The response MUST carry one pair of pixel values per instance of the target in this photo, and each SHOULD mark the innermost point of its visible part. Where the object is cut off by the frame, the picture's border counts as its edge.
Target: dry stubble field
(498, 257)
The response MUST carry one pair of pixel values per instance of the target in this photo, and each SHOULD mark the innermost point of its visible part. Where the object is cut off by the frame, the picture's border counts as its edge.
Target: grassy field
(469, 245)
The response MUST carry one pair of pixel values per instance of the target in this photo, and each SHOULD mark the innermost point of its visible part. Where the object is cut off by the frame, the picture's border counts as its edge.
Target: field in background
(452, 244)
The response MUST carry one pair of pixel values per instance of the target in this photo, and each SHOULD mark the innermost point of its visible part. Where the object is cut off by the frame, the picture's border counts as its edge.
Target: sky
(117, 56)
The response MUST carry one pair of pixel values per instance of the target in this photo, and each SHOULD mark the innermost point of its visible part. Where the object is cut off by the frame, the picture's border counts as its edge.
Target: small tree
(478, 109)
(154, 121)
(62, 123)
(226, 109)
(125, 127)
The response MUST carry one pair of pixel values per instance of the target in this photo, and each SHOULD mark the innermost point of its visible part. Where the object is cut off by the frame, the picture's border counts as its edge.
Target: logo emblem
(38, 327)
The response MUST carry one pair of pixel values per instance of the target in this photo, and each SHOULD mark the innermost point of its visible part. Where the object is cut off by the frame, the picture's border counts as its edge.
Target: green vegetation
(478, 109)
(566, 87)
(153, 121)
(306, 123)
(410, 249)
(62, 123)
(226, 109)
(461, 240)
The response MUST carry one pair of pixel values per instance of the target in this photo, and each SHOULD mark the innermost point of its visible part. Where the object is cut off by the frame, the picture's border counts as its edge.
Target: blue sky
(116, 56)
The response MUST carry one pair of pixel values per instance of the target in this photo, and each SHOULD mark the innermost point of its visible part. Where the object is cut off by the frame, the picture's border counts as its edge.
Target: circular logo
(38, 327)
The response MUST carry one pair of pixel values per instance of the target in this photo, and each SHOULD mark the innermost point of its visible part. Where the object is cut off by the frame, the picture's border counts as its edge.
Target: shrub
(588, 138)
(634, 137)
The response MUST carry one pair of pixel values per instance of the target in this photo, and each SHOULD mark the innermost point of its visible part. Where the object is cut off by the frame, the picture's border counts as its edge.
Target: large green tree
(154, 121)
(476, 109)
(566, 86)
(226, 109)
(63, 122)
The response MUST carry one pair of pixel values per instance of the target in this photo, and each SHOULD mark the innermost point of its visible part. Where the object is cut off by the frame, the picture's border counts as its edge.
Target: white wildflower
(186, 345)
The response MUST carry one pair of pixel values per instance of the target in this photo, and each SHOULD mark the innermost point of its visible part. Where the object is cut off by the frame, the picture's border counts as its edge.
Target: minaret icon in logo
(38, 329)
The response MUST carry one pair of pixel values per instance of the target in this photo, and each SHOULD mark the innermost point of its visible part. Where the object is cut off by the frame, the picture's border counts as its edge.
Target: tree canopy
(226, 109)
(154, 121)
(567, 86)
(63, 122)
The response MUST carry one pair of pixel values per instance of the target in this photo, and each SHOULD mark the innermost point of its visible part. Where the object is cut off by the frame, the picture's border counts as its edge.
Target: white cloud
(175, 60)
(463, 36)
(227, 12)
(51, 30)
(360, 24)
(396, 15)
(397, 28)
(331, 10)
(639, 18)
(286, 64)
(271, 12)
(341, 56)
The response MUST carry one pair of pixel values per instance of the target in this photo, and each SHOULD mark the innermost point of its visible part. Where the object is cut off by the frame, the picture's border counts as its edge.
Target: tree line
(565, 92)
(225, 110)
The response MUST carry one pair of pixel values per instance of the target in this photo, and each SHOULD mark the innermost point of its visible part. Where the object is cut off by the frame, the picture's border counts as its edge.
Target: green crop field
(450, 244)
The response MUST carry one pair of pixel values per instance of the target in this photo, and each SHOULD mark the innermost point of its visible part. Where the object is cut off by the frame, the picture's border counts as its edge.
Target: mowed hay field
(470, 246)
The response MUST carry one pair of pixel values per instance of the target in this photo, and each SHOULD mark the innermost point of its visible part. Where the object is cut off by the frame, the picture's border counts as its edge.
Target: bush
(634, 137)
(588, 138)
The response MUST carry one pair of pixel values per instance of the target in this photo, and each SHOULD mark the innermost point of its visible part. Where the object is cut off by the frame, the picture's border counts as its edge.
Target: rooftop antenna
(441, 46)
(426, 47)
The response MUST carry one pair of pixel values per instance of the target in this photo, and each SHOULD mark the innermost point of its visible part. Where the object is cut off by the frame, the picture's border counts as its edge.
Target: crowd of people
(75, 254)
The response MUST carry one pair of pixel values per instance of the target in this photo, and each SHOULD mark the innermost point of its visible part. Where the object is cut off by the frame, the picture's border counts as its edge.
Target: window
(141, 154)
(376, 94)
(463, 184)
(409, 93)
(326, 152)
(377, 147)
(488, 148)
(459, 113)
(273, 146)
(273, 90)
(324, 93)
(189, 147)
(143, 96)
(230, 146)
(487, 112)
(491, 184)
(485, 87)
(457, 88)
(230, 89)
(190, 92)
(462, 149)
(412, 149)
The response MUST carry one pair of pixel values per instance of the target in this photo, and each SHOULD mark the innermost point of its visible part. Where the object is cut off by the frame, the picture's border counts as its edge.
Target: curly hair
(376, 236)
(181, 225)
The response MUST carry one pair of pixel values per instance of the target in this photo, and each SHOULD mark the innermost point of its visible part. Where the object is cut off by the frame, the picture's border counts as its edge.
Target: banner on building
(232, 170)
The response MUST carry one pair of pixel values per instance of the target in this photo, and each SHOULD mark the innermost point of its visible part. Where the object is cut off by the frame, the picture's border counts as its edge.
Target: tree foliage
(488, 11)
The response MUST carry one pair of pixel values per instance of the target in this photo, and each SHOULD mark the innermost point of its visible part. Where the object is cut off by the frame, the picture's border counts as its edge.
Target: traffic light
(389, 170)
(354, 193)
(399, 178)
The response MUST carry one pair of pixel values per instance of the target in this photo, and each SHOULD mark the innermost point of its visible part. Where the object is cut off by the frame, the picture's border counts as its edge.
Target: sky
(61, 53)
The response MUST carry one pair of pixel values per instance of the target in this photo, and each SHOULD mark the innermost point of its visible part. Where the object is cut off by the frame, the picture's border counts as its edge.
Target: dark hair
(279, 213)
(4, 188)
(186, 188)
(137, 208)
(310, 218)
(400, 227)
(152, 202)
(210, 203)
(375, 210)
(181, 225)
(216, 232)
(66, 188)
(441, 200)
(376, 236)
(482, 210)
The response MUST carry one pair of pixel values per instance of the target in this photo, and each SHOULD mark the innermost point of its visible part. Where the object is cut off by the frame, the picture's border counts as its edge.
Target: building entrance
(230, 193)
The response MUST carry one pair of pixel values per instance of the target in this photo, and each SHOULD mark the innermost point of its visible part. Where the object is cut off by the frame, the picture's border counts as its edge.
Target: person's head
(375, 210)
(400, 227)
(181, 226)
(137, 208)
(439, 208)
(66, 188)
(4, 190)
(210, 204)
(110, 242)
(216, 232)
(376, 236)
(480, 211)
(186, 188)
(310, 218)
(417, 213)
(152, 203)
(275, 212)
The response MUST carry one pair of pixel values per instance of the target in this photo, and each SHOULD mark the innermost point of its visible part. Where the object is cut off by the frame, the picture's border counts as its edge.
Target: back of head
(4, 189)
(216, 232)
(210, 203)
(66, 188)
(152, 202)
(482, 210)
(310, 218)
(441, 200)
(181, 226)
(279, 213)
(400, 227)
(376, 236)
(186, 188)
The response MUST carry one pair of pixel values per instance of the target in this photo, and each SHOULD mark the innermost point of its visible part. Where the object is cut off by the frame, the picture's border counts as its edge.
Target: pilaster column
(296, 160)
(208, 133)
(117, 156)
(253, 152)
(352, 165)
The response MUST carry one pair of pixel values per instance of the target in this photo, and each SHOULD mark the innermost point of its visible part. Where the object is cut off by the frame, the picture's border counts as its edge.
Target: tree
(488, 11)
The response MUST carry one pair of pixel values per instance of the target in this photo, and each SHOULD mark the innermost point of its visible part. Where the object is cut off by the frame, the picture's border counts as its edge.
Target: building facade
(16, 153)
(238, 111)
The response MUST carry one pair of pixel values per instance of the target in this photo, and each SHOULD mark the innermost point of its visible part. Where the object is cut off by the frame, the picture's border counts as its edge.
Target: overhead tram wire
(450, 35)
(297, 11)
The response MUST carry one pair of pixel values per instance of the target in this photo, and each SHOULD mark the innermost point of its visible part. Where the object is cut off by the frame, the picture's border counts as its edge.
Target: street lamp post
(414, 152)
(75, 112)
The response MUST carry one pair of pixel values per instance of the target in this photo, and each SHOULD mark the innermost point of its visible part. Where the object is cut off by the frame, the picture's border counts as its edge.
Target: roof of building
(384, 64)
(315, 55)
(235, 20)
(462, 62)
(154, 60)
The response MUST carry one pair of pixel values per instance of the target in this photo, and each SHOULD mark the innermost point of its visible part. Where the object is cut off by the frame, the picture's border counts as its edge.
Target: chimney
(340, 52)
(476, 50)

##############################

- **Work required**
Write out exactly those lines running from the line with "Target: roof of building" to the end of the data above, the first and last included.

- **Written solution**
Target: roof of building
(384, 64)
(315, 55)
(235, 20)
(462, 62)
(154, 60)
The response MUST carry one pair of pixel values per instance of the target in this photo, and each SHOULD mark the innermost point of its visible part. Where the object is cut off by the frame, the picture's border counts as its edge.
Target: chimney
(340, 52)
(476, 50)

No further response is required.